Items listed in a dataset:
** START **

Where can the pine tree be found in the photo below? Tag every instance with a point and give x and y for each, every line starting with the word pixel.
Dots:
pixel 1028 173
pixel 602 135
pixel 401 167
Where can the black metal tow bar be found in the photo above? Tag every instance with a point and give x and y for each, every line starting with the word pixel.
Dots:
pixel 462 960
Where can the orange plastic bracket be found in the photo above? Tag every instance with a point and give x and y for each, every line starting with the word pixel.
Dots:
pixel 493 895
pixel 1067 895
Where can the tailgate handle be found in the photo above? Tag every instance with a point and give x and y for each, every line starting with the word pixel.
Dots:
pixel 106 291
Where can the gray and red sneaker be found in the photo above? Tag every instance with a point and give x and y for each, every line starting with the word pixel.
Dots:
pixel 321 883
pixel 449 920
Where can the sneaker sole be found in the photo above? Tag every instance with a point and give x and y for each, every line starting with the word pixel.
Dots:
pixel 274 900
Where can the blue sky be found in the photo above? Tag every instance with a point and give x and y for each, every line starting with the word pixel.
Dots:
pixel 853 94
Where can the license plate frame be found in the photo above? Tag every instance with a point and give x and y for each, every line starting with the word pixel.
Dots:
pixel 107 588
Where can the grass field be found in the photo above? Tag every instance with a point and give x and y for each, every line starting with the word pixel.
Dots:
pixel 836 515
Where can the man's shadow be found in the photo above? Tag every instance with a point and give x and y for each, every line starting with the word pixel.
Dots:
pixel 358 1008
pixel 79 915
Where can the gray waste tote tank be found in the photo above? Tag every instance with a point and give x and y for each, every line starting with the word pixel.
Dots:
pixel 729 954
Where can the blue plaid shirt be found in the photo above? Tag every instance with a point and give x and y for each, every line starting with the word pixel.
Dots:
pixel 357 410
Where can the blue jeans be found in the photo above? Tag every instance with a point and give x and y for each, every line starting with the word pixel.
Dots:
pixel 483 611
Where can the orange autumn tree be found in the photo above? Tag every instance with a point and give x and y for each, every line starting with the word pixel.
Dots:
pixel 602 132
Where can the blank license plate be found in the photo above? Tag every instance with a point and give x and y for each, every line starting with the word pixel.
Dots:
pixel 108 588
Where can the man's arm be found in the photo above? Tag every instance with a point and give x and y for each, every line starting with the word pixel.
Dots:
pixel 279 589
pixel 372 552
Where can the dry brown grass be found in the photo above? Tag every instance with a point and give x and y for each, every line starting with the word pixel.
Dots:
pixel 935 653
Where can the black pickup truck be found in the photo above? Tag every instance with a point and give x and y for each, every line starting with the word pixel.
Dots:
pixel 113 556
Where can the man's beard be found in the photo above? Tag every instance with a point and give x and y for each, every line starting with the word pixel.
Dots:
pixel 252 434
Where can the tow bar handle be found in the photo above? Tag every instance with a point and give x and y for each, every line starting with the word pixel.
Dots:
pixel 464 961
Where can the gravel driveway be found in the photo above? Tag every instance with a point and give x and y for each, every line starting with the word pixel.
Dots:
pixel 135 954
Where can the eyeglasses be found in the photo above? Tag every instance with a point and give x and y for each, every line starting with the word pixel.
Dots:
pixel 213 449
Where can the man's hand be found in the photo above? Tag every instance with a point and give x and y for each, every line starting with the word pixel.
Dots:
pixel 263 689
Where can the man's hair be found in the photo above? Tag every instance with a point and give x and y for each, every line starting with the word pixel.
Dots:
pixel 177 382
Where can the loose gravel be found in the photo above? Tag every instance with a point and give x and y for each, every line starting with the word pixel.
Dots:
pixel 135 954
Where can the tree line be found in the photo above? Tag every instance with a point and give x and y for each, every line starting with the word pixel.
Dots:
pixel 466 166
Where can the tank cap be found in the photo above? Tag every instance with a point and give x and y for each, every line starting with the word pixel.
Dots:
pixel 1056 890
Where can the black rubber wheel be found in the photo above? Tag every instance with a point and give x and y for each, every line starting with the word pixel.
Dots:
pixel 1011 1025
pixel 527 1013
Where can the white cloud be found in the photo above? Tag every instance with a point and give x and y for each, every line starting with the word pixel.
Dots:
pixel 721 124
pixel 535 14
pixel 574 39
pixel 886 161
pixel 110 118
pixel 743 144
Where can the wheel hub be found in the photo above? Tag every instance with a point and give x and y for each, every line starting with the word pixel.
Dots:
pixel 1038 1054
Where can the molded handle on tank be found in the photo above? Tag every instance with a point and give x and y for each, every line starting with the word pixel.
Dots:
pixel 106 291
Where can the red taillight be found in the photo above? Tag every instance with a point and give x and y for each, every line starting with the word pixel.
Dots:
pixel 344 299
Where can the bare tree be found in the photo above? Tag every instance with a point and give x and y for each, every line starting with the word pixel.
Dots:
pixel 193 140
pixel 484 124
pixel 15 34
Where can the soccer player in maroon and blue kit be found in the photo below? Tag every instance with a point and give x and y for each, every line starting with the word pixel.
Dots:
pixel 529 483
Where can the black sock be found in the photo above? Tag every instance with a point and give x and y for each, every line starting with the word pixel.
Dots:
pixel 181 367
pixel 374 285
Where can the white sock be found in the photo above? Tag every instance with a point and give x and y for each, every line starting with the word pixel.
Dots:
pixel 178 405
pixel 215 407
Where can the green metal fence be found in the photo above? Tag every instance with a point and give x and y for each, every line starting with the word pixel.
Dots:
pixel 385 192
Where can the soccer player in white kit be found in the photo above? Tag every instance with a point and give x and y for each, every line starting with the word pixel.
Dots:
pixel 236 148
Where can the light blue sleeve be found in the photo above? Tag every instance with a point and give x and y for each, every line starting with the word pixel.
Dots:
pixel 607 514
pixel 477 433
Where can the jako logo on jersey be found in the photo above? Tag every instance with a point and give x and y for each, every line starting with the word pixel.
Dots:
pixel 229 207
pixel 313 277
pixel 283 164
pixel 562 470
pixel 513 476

** END **

• WRITTEN REQUEST:
Quote the lines of the listing above word for word, starting at the line that contains "Where can the orange plastic" and ending at the line that contains "pixel 1067 895".

• TASK RESULT:
Where can the orange plastic bracket be found in the photo above? Tag every instance with a point and give x and y for each, every line starting with the word pixel.
Dots:
pixel 493 895
pixel 1067 895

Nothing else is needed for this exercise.